**Problem details**
Resize everything in the material below from the line containing "Where in the frame above is the bare" down to the end, both included, by writing those lines out again with the requests, multiplying every corner coordinate in the answers by 1.2 and rounding to whole numbers, with halves going up. Give only those lines.

**Extracted records**
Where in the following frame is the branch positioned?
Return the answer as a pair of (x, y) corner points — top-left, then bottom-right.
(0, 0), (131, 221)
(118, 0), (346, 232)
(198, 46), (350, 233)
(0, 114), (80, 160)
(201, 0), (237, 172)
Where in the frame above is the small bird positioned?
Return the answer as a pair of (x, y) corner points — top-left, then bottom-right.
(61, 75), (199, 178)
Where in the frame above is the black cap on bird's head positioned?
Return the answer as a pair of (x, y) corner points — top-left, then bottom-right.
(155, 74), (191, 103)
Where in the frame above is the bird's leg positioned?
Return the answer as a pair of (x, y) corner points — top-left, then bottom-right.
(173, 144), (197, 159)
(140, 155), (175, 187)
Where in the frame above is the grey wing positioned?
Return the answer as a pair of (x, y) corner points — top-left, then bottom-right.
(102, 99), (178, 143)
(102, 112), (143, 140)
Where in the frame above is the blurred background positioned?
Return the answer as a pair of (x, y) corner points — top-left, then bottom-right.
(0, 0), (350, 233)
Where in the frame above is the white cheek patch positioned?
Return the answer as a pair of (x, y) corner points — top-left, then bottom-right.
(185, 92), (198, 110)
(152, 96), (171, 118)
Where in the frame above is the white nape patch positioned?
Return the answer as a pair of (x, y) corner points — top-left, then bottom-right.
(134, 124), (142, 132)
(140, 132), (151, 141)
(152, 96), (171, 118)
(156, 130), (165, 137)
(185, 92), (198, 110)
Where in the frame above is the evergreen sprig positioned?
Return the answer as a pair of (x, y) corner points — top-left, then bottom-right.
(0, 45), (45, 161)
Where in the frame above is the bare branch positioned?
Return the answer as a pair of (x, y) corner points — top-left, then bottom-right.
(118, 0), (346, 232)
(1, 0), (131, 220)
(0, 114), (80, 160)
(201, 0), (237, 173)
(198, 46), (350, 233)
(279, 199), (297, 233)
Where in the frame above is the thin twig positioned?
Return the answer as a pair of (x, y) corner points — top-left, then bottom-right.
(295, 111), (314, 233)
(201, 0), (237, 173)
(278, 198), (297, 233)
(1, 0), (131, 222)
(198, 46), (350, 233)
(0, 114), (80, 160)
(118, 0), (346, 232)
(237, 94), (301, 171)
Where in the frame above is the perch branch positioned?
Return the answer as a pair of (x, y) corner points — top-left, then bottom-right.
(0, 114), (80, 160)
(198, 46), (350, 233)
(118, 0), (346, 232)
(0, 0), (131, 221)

**Response to the exercise**
Where in the frame above is the bare branch positioned?
Return the answer as a pair of (x, y) corner points — top-left, then bottom-right.
(142, 0), (415, 278)
(1, 0), (157, 264)
(0, 137), (96, 192)
(241, 0), (284, 208)
(238, 55), (420, 280)
(335, 239), (356, 280)
Where in the frame above is the thin twig positioned?
Return the answer as a pair of (x, y) corner points — top-left, then bottom-right.
(354, 133), (377, 280)
(241, 0), (284, 208)
(334, 238), (356, 280)
(1, 0), (157, 266)
(238, 55), (420, 280)
(0, 137), (96, 192)
(142, 0), (415, 278)
(284, 113), (361, 205)
Where in the frame above is the perch branch positioned?
Return the answer as a pair of (x, y) corner points — top-left, then bottom-right.
(0, 137), (96, 192)
(238, 55), (420, 280)
(142, 0), (415, 278)
(0, 0), (157, 265)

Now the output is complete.